▸ **Document passage**:
= Beginning of Section =
EOTAS vs EHE: Understanding Education Otherwise Than at School
Parents facing a child who cannot access school often encounter two terms that sound similar but carry completely different legal consequences: EOTAS and EHE. Getting them confused — or being pushed toward the wrong one by a local authority — can mean the difference between the LA funding a full therapeutic and educational package, or walking away from their financial responsibilities entirely.
This is one of the most strategically important distinctions in the entire SEND system, and it is one that LAs routinely exploit.
What Is Elective Home Education (EHE)?
Elective Home Education is the parental choice, made under Section 7 of the Education Act 1996, to deregister a child from school and take on responsibility for educating them at home. The key word is "elective" — it is a voluntary decision made by the parent.
When a parent chooses EHE, the local authority's duty to secure the special educational provision set out in Section F of the EHCP is legally suspended. The parent has, in effect, assumed full financial and operational responsibility for their child's education. This means the LA no longer needs to fund or arrange the Speech and Language Therapy, Occupational Therapy, specialist tuition, or any other provision previously written into the plan.
Many parents choose EHE in desperation — their child cannot cope in any available school setting, and they feel they have no other option. This is exactly the situation where local authorities sometimes gently suggest EHE, effectively removing themselves from funding obligations while appearing supportive.
What Is EOTAS (Education Otherwise Than At School)?
EOTAS is an entirely separate statutory arrangement, governed by Section 61 of the Children and Families Act 2014. It is not a parental choice — it is a local authority decision and duty.
= End of Section =
▸ **Dataset entries**:
= Beginning of Section =
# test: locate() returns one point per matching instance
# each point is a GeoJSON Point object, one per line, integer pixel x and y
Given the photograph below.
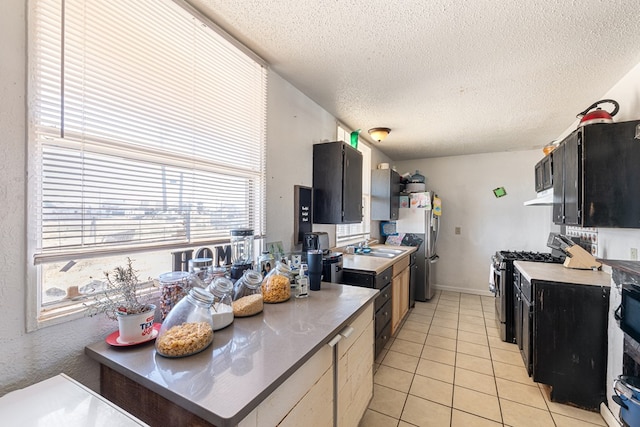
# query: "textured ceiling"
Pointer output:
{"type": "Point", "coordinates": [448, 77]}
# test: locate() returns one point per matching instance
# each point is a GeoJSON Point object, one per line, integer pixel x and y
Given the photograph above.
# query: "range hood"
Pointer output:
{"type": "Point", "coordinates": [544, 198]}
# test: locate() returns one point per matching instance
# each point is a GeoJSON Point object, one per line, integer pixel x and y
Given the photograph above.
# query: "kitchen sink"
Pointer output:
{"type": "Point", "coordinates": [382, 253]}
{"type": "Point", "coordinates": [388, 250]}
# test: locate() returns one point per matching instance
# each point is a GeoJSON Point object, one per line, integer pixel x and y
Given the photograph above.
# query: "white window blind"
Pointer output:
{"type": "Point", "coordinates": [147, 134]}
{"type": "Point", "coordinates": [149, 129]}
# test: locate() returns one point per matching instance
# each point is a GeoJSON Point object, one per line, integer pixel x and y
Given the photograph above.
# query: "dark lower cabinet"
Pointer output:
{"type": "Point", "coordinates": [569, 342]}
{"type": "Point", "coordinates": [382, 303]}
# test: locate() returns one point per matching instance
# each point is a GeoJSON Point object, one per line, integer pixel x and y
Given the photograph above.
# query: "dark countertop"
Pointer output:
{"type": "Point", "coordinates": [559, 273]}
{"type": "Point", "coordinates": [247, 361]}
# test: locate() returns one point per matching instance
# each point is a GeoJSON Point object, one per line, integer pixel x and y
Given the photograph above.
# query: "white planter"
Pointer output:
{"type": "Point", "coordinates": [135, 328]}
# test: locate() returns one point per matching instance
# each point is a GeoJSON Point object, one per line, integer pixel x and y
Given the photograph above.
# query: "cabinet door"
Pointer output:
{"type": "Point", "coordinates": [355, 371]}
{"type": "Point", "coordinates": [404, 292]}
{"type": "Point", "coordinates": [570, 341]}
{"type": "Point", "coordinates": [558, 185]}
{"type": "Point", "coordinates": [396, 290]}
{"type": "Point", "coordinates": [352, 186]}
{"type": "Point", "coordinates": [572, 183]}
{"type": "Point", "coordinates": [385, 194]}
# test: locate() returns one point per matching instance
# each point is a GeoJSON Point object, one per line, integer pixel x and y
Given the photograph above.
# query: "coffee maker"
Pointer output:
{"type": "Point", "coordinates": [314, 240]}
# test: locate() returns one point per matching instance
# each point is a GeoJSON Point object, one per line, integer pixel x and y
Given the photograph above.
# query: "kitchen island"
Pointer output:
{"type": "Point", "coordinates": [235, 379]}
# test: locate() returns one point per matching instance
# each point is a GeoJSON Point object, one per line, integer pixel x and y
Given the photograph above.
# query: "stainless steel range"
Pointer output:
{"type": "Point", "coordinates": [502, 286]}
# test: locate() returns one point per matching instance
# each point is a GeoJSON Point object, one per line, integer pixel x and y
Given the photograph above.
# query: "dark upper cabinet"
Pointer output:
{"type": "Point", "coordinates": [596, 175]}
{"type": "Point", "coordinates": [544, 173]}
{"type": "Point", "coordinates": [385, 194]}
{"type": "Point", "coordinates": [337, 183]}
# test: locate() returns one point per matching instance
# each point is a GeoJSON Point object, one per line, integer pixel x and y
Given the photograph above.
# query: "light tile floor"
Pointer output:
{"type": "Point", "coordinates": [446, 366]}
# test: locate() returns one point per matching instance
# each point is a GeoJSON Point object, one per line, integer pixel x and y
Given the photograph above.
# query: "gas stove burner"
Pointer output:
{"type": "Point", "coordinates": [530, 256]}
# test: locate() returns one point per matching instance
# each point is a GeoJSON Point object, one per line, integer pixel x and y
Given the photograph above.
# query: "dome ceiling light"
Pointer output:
= End of Section =
▸ **Task requirements**:
1) According to the EOTAS and EHE article, which law governs EOTAS?
2) Please carry on the EOTAS and EHE article, which stands above the data, from its last sentence.

▸ **Results by task**:
1) Section 61 of the Children and Families Act 2014.

2)
Under Section 61, if a local authority accepts that it would be "inappropriate" for a child or young person's special educational provision to be made in a school setting, the EHCP must reflect that. The LA is then required to arrange and fund the entire bespoke educational package — typically delivered in the home or community — itself.
The key distinction: under EOTAS, the LA retains absolute legal and financial responsibility. It must arrange and fund the package. The parent does not pay for it, arrange it, or take on the administrative burden of commissioning provision.
When Does "Inappropriate for School" Apply?
The threshold for EOTAS is genuinely met in cases where:
- A child has such severe anxiety, trauma, or sensory processing differences that any school environment — including specialist — would cause them significant harm
- There is no suitable specialist school placement available within a reasonable distance
- A child has a serious physical health condition that makes school attendance medically unsafe
- A child has experienced school-related trauma severe enough that reintegration would cause further psychological damage before adequate recovery
The SEND Code of Practice and case law make clear that "inappropriate" is not a high bar requiring certainty. If there is a genuine question about whether a school setting is appropriate, the LA should be exploring EOTAS.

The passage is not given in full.